▸ **Extract**
Mohamed Mahmood Alessa, 20, of North Bergen, N.J.,
and Carlos Eduardo Almonte, 24, of Elmwood Park, N.J., were reportedly nabbed
with help from an undercover rookie New York policeman of Egyptian descent, The Star-Ledger of Newark, N.J.,
reported. Alessa’s mother, Nadia Alessa, told CNN she thought the man Alessa
and Almonte called “Bassim” recorded provocative remarks the pair made and built
a case against them.
Mohamed Mahmood Alessa, left, and Carlos Eduardo Almonte, say the pair were
rebellious teens. Alessa and Almonte were arrested June 5 at New York’s JFK
airport, where they planned to fly separately to Somalia by way of Egypt to join
a terrorist organization, the FBI said.
In November 2009, the
officer’s wire captured potentially damning conversations between Alessa and
Almonte.
“A lot of people need to get killed, bro. Swear to God. I have
to get an assault rifle and just kill anyone that even looks at me the wrong
way, bro,” Alessa said, according to transcripts included in the criminal
complaint. “My soul cannot rest until I shed blood. I wanna, like, be the
world’s known terrorist. I swear to God.”
Speaking out in her son’s
defense, Nadia Alessa admitted he suffered from severe anger management issues,
but insisted he does not pose a threat to the country where he was born to
Palestinian immigrants.
“Anything makes him angry,” Nadia Alessa, told
CNN of her son. “But he’s not a terrorist; he’s a stupid kid.”
In
interviews with CNN and The New York Times, Alessa said her
son was so full of rage, he began seeing psychiatrists and taking medications to
control his moods at age 6. The boy known for screaming at his mother and
roughing up his father’s car changed schools no less than 10 times, the Times
reported.
Alessa alarmed students and
staffers at two public high schools — North Bergen and KAS Prep in 2005 and
2006, after threatening to “blow up the school, mutilate gays and punish women
who were not subordinate to men,” school officials told the Times.
The
Department of Homeland Security was alerted and North Bergen relegated Alessa to
a public library to receive his lessons under the watchful eye of a security
guard, a school spokesman said, because “administrators felt that his presence
in school posed a safety threat to other students and staff.”

▸ **What to do**
Reproduce the full text of the news excerpt about Alessa and Almonte, word for word.

▸ **Entries supplied**
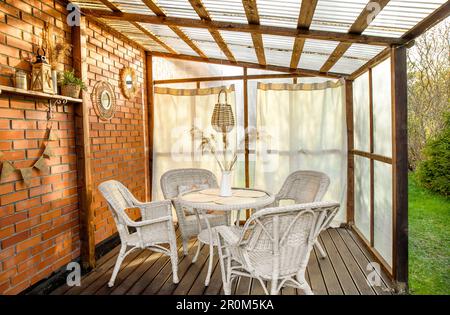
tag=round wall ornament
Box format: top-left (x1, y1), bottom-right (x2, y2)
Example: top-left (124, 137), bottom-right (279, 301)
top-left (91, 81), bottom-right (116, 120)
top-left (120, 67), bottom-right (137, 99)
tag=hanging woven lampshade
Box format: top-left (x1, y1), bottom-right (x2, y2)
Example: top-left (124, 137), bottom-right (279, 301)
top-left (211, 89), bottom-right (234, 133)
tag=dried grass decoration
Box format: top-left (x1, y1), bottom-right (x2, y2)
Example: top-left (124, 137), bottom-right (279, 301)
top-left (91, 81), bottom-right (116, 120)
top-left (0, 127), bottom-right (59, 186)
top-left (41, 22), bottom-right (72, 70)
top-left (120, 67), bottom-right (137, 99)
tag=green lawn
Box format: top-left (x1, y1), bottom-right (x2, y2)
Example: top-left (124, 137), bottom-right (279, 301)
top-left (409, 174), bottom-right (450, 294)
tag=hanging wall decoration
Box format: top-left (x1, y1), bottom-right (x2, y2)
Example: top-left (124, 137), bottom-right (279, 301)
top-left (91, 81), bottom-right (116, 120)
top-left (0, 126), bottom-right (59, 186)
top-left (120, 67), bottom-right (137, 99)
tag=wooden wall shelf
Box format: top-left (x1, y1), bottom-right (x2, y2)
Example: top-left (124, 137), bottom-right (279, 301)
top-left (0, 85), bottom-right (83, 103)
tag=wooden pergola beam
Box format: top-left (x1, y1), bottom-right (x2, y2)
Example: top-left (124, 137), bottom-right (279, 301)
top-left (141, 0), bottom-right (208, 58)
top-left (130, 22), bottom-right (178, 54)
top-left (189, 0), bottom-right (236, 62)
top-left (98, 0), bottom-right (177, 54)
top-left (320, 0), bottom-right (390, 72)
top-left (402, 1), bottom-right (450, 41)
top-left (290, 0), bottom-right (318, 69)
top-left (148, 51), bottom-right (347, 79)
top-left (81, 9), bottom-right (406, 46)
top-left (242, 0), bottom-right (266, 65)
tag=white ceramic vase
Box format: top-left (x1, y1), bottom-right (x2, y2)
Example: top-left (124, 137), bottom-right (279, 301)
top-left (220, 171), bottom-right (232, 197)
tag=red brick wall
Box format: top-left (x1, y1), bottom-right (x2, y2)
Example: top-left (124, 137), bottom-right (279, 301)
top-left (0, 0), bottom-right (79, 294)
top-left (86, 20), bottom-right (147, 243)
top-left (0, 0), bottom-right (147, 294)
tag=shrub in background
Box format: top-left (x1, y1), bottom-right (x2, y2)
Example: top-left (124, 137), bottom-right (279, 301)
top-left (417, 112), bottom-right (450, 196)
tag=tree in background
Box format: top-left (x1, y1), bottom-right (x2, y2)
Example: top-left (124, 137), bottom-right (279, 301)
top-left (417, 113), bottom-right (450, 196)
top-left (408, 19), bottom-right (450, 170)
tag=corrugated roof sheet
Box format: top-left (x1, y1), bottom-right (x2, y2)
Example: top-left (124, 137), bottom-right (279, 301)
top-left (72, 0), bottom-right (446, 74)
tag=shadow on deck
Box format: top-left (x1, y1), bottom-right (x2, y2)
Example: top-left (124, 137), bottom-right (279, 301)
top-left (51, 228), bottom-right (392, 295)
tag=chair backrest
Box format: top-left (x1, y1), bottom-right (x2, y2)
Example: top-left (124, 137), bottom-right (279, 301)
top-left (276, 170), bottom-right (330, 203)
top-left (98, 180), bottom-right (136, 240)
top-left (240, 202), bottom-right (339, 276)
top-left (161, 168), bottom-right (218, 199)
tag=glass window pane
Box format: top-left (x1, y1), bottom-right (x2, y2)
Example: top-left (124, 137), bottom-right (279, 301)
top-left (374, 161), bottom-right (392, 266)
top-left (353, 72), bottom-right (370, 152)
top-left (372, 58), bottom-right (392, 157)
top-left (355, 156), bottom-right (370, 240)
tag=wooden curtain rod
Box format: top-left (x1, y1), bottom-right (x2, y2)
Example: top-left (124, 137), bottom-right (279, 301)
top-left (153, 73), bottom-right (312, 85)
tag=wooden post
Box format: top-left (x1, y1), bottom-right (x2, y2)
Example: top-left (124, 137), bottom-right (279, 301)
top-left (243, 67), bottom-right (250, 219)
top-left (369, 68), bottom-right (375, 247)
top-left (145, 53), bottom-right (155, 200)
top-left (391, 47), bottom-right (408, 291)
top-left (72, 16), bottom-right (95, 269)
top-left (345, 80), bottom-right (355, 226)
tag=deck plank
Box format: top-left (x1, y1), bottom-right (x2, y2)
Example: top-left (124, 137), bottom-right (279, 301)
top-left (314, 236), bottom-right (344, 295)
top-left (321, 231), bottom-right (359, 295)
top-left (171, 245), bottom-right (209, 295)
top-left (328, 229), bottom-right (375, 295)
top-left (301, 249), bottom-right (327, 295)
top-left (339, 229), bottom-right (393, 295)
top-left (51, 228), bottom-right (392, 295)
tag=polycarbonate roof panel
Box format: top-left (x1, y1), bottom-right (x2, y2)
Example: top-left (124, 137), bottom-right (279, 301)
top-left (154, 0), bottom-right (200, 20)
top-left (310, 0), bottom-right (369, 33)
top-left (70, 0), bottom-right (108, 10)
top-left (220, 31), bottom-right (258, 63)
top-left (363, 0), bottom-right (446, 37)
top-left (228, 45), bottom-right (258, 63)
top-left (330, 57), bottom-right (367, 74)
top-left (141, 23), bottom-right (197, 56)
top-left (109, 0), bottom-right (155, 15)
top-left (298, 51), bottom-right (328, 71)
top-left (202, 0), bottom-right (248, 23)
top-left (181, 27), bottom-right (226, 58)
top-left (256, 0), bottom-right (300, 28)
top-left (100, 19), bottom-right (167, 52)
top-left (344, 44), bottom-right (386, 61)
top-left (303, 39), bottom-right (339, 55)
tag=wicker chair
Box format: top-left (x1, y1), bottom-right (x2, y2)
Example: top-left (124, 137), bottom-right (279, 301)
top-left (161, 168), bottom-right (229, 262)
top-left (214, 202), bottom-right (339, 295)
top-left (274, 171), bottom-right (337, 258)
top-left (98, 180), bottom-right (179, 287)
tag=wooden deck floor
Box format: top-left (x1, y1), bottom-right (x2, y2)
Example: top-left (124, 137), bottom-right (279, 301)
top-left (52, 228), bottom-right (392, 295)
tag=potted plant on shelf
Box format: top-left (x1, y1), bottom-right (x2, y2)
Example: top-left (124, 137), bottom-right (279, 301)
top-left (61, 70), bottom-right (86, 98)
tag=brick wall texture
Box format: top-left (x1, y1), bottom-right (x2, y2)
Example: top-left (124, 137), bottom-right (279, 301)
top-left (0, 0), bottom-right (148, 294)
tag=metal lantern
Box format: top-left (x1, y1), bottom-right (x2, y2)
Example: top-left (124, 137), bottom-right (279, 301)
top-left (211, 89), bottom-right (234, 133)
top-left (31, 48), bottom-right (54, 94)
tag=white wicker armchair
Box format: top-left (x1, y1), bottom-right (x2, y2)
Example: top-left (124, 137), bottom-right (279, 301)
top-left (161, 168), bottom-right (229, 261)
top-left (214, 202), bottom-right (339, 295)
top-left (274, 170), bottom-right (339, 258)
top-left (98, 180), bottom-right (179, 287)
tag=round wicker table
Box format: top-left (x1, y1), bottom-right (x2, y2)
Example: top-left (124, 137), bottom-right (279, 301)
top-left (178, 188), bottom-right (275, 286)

▸ **Task solution**
Mohamed Mahmood Alessa, 20, of North Bergen, N.J.,
and Carlos Eduardo Almonte, 24, of Elmwood Park, N.J., were reportedly nabbed
with help from an undercover rookie New York policeman of Egyptian descent, The Star-Ledger of Newark, N.J.,
reported. Alessa’s mother, Nadia Alessa, told CNN she thought the man Alessa
and Almonte called “Bassim” recorded provocative remarks the pair made and built
a case against them.
Mohamed Mahmood Alessa, left, and Carlos Eduardo Almonte, say the pair were
rebellious teens. Alessa and Almonte were arrested June 5 at New York’s JFK
airport, where they planned to fly separately to Somalia by way of Egypt to join
a terrorist organization, the FBI said.
In November 2009, the
officer’s wire captured potentially damning conversations between Alessa and
Almonte.
“A lot of people need to get killed, bro. Swear to God. I have
to get an assault rifle and just kill anyone that even looks at me the wrong
way, bro,” Alessa said, according to transcripts included in the criminal
complaint. “My soul cannot rest until I shed blood. I wanna, like, be the
world’s known terrorist. I swear to God.”
Speaking out in her son’s
defense, Nadia Alessa admitted he suffered from severe anger management issues,
but insisted he does not pose a threat to the country where he was born to
Palestinian immigrants.
“Anything makes him angry,” Nadia Alessa, told
CNN of her son. “But he’s not a terrorist; he’s a stupid kid.”
In
interviews with CNN and The New York Times, Alessa said her
son was so full of rage, he began seeing psychiatrists and taking medications to
control his moods at age 6. The boy known for screaming at his mother and
roughing up his father’s car changed schools no less than 10 times, the Times
reported.
Alessa alarmed students and
staffers at two public high schools — North Bergen and KAS Prep in 2005 and
2006, after threatening to “blow up the school, mutilate gays and punish women
who were not subordinate to men,” school officials told the Times.
The
Department of Homeland Security was alerted and North Bergen relegated Alessa to
a public library to receive his lessons under the watchful eye of a security
guard, a school spokesman said, because “administrators felt that his presence
in school posed a safety threat to other students and staff.”